The goal of this research is to develop constitutive models for tensile deformation and fracture of elastomers at very high strain rates. Specific objectives are to (a) develop an experimental program that would characterize extensive deformation and fracture of elastomers at impact rates (1-103 s-1); (b) derive appropriate hyper-viscoelastic constitutive equations to predict the dynamic response of elastomeric structures when they are subjected to blast or impact loading; and (c) obtain appropriate dynamic fracture parameters for notched specimens under impact tensile loads. A tensile impact apparatus has been designed to obtain both dynamic stress-strain curves of uniaxial strip specimens and force-extension curves of notched panels. The apparatus uses the pendulum of a Charpy impact machine to impart tensile impact forces in two copper cables by connecting the cables to a slider bar that moves suddenly upon impact from the Charpy hammer. The copper cables are connected to opposite ends of the specimen, where there are dynamic load cells and displacement transducers to measure forces and displacements, respectively. Designing the experiment so there are equal grip separation velocities on both sides of the specimen localizes the middle of the specimen so that high-speed video photography can be used to capture fracture and crack propagation in the notched specimens.
The material data and constitutive models that will be developed in this research will be used in protective design of federal buildings and embassies, which are susceptible to terrorist bombings. The Force Protection Branch at the Tyndall Air Force Research Laboratory has recently found that elastomeric coatings on walls offer significant protection to occupants against blast loading. Unfortunately, high strain rate material data on elastomers that fracture under tension and constitutive models that can accurately predict deformation and failure of elastomeric structures under tensile impact are lacking. Most high strain rate data and material modeling for elastomers is related to the design of earthquake isolation bearings and shock absorbers, where the elastomer (rubber) is in compression and shear and stresses are fairly linear with strain and strain rates. Under impact tensile loading, our experiments show that elastomers are highly nonlinear, hyper-viscoelastic materials, sometimes breaking at 300% strain or more. A technological gap therefore exists and we intend to remove this gap with our research so that the Tyndall AFRL can develop standard design criteria in elastomeric coatings for blast mitigation.
Results from this NSF Small Grant for Exploratory Research will be used toward developing a more substantial proposal for NSF consideration. However, the Force Protection Branch at Tyndall Air Force Research Laboratory will loan us equipment, such as a high-speed video camera and piezoelectric load cells, to ensure rapid success of this research under its present funding level. While it is clear that our research addresses one of the strategic goals set by the Homeland Security Department, development of our experimental program and constitutive models has broader impact than this. Future research will be concerned with using viscoelastic energy dissipation of elastomers to mitigate blast and impact loads of other structures, including military ships, aircrafts and helicopters.

### [ACTIVITIES]
1) In the research summary, what supplies the tensile impact forces in the two copper cables?
2) Render this sentence from the research summary in Spanish: "Results from this NSF Small Grant for Exploratory Research will be used toward developing a more substantial proposal for NSF consideration."
The records have no connection to the research summary.

[Items from a data source]
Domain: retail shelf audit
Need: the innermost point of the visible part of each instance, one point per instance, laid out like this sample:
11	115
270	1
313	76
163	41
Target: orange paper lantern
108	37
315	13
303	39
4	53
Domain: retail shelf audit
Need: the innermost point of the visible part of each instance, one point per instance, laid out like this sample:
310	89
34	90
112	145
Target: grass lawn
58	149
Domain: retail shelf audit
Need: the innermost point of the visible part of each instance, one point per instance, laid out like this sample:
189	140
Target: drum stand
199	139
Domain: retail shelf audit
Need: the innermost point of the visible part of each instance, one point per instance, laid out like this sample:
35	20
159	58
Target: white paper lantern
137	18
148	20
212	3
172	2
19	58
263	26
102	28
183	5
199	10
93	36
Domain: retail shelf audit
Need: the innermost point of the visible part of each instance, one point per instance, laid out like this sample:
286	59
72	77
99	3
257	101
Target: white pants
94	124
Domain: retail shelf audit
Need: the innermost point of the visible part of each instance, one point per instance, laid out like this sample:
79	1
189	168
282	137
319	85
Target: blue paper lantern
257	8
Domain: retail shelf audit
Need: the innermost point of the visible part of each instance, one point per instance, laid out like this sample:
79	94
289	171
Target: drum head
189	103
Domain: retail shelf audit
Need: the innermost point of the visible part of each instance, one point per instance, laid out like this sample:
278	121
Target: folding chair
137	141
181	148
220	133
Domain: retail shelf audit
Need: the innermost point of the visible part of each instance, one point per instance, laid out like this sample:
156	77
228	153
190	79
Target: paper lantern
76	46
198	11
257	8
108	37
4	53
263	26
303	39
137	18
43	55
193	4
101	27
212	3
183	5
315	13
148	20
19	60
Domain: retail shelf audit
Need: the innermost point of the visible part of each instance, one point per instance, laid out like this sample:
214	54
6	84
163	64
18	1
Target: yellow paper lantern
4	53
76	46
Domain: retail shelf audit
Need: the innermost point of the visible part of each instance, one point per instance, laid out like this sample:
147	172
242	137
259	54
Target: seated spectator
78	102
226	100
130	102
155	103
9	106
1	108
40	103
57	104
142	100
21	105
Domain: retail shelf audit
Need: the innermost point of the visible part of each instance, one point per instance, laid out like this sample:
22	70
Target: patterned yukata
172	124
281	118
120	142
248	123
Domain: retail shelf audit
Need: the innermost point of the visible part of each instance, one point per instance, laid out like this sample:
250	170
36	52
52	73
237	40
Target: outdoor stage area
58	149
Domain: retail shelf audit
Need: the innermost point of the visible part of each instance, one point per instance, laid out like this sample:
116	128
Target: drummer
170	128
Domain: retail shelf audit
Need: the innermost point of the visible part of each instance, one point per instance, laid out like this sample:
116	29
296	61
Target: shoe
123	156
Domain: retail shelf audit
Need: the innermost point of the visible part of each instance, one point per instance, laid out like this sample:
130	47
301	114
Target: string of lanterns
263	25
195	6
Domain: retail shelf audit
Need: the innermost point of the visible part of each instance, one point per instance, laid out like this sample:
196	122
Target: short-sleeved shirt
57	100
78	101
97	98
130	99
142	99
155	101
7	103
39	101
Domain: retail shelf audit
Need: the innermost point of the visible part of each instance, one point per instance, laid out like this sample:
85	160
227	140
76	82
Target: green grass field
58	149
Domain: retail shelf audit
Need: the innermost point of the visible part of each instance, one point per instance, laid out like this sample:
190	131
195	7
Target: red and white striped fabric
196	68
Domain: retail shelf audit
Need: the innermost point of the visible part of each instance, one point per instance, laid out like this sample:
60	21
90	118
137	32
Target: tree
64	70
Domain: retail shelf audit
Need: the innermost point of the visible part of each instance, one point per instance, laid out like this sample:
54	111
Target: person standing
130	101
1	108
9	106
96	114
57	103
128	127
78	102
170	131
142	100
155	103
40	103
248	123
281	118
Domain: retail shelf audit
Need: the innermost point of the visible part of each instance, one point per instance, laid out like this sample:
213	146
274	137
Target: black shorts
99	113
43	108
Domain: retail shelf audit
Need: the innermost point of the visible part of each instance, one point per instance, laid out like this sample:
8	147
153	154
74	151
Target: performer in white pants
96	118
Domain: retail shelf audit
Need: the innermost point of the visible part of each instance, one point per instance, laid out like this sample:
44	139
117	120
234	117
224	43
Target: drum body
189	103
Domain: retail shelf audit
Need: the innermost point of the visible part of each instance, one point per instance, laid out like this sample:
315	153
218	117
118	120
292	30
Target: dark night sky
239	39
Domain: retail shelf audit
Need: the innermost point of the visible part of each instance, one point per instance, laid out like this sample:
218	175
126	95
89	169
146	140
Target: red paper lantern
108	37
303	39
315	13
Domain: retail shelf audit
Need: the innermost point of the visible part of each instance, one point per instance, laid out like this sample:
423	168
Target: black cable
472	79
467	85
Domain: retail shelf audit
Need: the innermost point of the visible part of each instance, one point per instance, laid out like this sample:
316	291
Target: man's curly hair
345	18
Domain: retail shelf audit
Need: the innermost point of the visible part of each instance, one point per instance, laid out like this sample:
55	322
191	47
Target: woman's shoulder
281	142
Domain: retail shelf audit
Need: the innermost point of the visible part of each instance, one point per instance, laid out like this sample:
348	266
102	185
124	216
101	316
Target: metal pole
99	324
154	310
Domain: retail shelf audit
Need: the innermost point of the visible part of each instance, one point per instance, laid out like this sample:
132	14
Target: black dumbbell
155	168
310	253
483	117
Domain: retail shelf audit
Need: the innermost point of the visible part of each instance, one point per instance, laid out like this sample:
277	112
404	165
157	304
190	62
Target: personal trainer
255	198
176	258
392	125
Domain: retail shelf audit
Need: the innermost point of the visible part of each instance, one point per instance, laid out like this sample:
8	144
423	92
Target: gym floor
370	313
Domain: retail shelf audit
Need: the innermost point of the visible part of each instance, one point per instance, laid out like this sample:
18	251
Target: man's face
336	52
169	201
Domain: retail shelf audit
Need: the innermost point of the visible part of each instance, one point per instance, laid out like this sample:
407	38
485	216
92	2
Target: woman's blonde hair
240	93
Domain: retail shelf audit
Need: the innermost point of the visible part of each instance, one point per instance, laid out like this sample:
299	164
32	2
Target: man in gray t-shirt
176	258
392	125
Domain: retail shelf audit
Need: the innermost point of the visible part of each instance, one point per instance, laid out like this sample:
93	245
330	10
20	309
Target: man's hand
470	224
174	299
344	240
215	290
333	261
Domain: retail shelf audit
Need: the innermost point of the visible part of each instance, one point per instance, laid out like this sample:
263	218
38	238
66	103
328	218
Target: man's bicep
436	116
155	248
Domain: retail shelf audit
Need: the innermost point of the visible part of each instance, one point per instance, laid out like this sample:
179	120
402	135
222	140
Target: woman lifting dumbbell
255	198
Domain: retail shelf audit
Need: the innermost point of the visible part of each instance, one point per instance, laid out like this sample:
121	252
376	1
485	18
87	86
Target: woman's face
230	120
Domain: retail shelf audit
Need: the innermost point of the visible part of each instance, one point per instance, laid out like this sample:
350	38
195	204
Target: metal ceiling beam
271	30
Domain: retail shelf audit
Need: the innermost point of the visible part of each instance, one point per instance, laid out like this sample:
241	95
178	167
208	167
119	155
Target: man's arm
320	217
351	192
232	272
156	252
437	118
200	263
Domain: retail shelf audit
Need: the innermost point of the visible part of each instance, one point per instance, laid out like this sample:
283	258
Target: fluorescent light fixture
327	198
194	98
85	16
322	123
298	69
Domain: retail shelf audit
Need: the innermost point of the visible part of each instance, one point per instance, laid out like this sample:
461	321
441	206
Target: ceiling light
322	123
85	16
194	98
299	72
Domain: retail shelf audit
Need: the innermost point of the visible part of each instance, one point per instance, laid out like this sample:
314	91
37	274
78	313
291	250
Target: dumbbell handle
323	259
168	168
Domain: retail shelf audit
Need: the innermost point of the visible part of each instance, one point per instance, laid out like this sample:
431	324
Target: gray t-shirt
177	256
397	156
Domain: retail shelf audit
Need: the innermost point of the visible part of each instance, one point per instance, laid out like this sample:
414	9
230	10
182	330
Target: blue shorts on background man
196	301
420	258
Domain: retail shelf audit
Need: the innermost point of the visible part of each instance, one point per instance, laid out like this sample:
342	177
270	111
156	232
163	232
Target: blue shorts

### [WRITTEN ANSWERS]
1) The pendulum of a Charpy impact machine.

2) Los resultados de esta Pequeña Subvención de la NSF para Investigación Exploratoria se utilizarán para elaborar una propuesta más sustancial que se someterá a la consideración de la NSF.